- Liste des tâches
1. Veuillez mettre à jour le passage de l'extrait sur la signature électronique des prêts qui commence par les mots contenant « La cour ajoute » et se termine par « à la signature. », en remplaçant « créancier » par « prêteur ».
2. Poursuivez le texte sur la preuve de la signature électronique des offres de prêt à partir de l'endroit où il s'arrête.

- Extrait de page

La cour ajoute que « rien ne permet de rattacher la signature aux offres de prêt et leurs annexes dont au demeurant il ne peut être assuré qu’elles ont été produites » à l’emprunteuse. Cette observation soulève une difficulté supplémentaire : la preuve de la signature ne suffit pas si le contenu exact du document signé demeure incertain. L’intégrité du document, exigée par l’article 1366 du code civil, suppose que le créancier puisse démontrer que les conditions contractuelles produites en justice correspondent bien à celles soumises à la signature.

B. L’absence de preuve de l’identité du signataire

Le processus de signature reposait sur l’envoi d’un code par SMS sur un téléphone mobile et le renvoi de ce code par le signataire. Ce mécanisme d’authentification, fréquemment utilisé, suppose que le numéro de téléphone appartienne bien à la personne censée signer. La cour relève qu’« aucun contrat téléphonique n’est produit permettant de rattacher les deux numéros de téléphone, distincts pour chacun des prêts, à la personne » de l’emprunteuse.

- Entrées de données enregistrées
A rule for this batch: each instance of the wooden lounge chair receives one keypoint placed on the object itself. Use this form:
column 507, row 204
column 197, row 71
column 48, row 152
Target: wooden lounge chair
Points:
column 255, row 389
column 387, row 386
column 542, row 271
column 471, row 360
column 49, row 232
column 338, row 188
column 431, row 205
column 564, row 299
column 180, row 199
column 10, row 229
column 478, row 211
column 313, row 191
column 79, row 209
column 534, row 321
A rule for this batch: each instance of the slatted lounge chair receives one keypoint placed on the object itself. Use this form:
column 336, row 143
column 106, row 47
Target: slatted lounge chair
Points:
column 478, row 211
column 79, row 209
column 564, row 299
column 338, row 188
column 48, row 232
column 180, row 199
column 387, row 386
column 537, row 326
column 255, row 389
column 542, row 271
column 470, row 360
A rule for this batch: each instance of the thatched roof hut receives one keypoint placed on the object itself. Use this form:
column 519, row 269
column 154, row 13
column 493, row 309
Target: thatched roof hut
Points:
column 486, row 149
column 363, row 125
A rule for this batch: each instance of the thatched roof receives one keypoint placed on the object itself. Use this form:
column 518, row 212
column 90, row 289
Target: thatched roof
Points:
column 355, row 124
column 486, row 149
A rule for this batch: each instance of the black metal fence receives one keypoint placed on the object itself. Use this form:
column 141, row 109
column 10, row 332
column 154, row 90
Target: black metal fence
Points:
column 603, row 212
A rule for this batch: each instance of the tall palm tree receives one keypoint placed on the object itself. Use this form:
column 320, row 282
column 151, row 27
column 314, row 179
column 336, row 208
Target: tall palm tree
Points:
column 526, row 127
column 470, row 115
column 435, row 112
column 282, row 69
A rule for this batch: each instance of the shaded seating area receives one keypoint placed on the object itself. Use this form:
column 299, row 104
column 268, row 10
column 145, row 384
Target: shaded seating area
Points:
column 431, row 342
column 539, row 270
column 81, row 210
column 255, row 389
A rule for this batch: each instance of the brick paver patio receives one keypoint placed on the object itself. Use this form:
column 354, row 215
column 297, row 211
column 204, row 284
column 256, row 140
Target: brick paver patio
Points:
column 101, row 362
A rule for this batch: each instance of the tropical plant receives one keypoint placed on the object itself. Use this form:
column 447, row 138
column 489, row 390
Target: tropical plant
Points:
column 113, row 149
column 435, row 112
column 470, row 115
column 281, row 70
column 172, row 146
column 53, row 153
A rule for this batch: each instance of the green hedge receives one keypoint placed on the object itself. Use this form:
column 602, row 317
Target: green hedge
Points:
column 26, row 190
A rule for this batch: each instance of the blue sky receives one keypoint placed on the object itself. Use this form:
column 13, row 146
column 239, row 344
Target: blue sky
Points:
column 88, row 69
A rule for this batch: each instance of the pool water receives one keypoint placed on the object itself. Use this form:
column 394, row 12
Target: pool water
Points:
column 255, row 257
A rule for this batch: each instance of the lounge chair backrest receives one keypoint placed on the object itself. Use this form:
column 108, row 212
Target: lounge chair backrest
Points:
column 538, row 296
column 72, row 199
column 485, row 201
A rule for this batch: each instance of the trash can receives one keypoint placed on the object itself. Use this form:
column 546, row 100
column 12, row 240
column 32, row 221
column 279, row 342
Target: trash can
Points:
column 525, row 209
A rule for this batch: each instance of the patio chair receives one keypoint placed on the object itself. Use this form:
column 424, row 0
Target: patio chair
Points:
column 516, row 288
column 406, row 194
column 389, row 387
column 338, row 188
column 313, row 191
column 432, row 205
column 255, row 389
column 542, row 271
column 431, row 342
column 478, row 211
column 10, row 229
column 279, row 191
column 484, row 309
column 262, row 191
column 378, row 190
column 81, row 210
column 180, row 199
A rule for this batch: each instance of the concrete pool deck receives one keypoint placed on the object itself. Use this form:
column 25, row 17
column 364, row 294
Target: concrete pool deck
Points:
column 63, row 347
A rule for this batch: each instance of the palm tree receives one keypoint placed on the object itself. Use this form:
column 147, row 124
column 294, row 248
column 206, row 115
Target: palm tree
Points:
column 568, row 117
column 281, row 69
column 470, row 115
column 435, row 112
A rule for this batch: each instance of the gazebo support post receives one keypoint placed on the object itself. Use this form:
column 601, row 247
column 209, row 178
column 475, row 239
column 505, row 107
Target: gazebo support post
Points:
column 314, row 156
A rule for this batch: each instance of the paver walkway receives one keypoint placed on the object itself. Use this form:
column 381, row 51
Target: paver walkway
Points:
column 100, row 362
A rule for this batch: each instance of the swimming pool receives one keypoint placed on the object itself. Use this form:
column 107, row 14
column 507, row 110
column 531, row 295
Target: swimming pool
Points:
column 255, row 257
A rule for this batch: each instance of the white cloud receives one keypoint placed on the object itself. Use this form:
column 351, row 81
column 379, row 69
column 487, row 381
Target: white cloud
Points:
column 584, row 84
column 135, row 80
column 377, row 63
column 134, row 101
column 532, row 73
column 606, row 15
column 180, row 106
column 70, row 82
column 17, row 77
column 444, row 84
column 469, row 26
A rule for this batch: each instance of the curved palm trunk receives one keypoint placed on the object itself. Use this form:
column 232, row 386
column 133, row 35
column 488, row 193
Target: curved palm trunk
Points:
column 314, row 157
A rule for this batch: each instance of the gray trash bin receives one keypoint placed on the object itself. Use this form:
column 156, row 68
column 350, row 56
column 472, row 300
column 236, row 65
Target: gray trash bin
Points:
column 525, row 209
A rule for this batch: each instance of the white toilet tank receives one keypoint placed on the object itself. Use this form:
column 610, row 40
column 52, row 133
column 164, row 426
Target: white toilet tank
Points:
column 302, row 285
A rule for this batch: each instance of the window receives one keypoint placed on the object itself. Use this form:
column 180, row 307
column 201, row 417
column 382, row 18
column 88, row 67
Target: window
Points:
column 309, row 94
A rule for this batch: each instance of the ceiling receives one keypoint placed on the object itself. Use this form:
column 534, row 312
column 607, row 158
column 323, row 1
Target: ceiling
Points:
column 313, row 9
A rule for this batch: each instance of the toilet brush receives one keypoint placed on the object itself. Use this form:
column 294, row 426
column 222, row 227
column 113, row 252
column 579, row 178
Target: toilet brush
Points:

- Réponses par tâche
1.
La cour ajoute que « rien ne permet de rattacher la signature aux offres de prêt et leurs annexes dont au demeurant il ne peut être assuré qu’elles ont été produites » à l’emprunteuse. Cette observation soulève une difficulté supplémentaire : la preuve de la signature ne suffit pas si le contenu exact du document signé demeure incertain. L’intégrité du document, exigée par l’article 1366 du code civil, suppose que le prêteur puisse démontrer que les conditions contractuelles produites en justice correspondent bien à celles soumises à la signature.

2.
Les pièces justificatives d’identité produites ne compensent pas cette lacune. La cour observe que « la production d’une copie de la carte d’identité […] et d’une fiche de paye pour le premier prêt et d’un avis d’imposition en sus pour le second prêt ne permet pas d’établir le lien entre l’utilisateur du code ayant permis la signature » et l’emprunteuse. Ces documents attestent certes de l’identité d’une personne mais ne prouvent pas que cette personne a effectivement utilisé le code de validation.

La cour examine enfin l’argument tiré du paiement de mensualités. Elle constate qu’il n’en est justifié que par un décompte émanant du créancier lui-même, « sans qu’il soit justifié sur quel compte ces mensualités ont été prélevées faute de production d’un RIB ou du mandat SEPA ». L’absence de ces pièces empêche de corroborer l’engagement de l’emprunteuse par son comportement ultérieur. La conclusion s’impose : « la preuve de la fiabilité de l’authentification de l’identité du signataire et plus concrètement le lien des signatures électroniques » avec l’emprunteuse n’est pas établie.

Cet arrêt s’inscrit dans un mouvement jurisprudentiel exigeant à l’égard des établissements de crédit en matière de preuve électronique. Il rappelle que la dématérialisation des contrats ne dispense pas le créancier de constituer un dossier probatoire rigoureux. La multiplication des contentieux relatifs à la signature électronique devrait inciter les professionnels du crédit soit à recourir à des signatures qualifiées bénéficiant de la présomption de fiabilité, soit à renforcer considérablement leur dispositif de traçabilité et de conservation des preuves.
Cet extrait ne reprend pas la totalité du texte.